- _TASK_
Rewrite the lines from the start of the records through the line containing "453 188 469 203", changing "snug" to "tight" and leaving everything else unchanged.

[Data records]
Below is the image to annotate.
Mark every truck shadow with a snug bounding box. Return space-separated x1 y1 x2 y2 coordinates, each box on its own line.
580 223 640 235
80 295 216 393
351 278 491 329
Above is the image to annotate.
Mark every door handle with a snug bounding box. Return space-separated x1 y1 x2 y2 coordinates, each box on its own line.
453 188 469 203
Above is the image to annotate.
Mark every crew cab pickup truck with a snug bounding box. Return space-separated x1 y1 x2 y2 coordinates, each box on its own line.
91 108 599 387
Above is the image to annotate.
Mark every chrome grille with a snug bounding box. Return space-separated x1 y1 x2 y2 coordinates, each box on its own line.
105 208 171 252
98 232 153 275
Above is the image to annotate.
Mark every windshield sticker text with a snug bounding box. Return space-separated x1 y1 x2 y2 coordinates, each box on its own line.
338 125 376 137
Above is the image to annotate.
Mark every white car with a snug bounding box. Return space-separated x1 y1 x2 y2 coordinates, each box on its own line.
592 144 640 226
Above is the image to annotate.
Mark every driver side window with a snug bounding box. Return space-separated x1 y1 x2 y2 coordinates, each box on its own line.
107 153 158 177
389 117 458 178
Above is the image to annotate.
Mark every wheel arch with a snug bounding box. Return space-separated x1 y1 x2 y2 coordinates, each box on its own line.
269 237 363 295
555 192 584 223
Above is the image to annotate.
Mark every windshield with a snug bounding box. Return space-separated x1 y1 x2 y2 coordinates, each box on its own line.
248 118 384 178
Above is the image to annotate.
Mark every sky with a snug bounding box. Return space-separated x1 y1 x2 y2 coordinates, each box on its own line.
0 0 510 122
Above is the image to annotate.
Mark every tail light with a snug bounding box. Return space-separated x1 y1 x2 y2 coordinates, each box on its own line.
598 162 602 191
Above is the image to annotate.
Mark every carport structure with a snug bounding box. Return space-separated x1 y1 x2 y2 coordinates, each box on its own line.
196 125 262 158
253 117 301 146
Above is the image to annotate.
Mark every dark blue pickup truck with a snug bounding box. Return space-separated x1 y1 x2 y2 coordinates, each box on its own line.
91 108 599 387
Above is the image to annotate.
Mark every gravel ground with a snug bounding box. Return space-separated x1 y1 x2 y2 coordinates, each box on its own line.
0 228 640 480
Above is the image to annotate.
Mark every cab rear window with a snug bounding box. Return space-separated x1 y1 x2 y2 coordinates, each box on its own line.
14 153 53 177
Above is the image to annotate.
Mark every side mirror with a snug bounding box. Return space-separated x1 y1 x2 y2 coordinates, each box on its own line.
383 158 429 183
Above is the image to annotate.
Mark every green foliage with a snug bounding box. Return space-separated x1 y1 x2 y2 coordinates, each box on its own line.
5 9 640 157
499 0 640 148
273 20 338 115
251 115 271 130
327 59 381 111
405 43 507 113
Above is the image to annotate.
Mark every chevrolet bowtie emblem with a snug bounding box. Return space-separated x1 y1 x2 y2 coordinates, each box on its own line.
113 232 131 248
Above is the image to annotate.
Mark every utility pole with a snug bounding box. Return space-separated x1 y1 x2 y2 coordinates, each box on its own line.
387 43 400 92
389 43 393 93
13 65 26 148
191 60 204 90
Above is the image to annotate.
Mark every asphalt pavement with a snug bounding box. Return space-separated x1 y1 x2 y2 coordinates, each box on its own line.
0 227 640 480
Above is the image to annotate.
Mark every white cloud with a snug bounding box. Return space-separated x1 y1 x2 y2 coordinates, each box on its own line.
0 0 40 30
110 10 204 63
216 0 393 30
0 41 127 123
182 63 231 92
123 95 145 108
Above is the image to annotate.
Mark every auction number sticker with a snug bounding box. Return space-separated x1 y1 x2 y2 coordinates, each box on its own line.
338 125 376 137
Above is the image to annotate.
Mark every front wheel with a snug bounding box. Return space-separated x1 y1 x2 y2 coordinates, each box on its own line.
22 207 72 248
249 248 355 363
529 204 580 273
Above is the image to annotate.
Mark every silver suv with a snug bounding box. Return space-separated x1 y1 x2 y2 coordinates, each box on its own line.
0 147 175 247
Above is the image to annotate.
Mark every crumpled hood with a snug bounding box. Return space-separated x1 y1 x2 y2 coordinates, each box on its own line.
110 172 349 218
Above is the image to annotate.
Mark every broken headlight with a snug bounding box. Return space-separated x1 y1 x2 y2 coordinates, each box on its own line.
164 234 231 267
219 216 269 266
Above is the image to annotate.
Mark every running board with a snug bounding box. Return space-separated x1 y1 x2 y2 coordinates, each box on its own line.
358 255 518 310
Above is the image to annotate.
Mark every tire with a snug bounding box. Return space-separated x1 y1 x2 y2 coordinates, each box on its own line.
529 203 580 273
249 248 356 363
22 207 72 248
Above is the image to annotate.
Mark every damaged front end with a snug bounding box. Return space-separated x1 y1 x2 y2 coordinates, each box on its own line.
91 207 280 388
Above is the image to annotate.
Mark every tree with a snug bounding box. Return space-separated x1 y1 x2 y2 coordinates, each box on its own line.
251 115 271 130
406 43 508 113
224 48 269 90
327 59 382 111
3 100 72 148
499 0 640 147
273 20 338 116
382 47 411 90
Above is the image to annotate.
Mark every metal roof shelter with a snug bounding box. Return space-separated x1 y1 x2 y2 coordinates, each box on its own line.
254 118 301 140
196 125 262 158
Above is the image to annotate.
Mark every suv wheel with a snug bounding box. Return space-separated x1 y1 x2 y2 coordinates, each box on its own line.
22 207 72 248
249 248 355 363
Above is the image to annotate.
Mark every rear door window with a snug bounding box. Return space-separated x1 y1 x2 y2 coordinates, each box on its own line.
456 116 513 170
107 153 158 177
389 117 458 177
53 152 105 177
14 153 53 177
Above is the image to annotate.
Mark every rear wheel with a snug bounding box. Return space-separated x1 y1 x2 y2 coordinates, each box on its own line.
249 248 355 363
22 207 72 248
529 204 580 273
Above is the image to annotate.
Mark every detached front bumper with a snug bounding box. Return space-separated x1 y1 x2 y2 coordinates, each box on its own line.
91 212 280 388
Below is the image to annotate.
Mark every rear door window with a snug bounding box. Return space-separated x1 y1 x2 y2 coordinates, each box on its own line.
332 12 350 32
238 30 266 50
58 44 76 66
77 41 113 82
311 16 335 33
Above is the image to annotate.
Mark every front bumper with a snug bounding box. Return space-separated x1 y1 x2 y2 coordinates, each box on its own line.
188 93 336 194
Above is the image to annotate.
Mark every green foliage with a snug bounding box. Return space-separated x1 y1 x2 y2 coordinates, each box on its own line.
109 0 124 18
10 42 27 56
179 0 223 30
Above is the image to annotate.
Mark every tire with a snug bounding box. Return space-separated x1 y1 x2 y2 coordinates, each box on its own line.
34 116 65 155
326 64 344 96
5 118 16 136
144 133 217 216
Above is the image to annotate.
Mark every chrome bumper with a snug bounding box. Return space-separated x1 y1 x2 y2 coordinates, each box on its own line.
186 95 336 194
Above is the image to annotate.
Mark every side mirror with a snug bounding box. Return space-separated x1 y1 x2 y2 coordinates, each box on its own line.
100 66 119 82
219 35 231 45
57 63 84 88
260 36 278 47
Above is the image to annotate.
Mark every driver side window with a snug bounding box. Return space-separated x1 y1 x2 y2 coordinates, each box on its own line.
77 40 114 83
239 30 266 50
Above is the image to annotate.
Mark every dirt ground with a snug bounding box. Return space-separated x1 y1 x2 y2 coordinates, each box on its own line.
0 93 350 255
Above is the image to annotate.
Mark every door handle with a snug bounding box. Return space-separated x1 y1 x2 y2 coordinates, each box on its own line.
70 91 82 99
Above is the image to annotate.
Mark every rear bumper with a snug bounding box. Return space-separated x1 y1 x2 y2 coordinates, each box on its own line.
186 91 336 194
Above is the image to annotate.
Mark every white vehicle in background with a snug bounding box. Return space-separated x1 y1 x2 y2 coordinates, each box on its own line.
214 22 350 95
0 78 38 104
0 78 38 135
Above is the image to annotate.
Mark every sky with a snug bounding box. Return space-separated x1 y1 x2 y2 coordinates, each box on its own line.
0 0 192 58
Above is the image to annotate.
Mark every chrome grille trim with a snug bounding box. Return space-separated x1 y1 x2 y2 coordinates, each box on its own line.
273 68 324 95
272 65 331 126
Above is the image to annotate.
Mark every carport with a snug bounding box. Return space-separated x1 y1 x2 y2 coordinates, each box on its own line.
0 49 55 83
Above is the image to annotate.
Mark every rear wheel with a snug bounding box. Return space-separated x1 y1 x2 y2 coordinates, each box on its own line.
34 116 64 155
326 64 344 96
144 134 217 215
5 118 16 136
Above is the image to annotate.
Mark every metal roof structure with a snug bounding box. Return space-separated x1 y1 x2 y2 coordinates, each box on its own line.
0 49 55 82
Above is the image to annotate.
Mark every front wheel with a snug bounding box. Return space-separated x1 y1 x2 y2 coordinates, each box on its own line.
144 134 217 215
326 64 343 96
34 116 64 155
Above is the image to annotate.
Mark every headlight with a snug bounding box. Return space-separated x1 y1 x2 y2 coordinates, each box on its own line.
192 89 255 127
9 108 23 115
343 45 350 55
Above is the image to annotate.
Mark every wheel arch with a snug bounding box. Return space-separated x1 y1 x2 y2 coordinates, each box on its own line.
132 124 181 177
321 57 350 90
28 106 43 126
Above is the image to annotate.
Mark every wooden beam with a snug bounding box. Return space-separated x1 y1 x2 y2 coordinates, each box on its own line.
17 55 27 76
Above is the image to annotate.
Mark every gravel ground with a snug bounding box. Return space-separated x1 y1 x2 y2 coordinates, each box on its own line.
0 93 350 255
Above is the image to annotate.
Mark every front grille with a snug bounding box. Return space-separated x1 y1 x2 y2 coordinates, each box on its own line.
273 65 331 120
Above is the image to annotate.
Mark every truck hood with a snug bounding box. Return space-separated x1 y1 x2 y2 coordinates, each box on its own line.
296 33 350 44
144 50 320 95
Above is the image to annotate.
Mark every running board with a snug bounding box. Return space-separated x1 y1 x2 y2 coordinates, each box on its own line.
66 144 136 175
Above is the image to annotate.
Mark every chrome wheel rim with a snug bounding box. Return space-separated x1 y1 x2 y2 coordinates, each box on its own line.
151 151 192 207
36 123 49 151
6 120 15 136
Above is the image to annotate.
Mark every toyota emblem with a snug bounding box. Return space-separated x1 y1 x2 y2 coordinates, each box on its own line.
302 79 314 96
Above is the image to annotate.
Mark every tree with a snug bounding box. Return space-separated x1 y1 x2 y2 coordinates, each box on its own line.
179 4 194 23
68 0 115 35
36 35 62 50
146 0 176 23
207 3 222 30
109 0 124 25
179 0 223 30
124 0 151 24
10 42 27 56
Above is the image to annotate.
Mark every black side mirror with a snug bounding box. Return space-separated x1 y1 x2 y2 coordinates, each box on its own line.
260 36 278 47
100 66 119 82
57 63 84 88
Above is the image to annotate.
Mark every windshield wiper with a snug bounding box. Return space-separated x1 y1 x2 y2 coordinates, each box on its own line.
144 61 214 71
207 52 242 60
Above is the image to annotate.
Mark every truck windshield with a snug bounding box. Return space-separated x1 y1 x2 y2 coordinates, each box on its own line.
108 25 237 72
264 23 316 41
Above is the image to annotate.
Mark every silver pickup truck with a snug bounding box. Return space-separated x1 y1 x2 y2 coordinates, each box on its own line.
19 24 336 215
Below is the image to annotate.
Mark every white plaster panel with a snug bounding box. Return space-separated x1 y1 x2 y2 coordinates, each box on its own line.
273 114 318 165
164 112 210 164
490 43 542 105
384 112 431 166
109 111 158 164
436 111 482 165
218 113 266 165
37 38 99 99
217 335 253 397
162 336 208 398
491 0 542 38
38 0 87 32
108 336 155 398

- _SOLUTION TO THE EXERCISE_
Below is the image to annotate.
Mark every truck shadow with a tight bounding box. Return space-separated x1 y1 x2 y2 coordinates, each box on its own line.
580 223 640 235
80 295 216 393
351 278 491 329
Above is the image to annotate.
Mark every door handle with a tight bounding box. Return space-separated x1 y1 x2 y2 coordinates, each box on its own line.
453 188 469 203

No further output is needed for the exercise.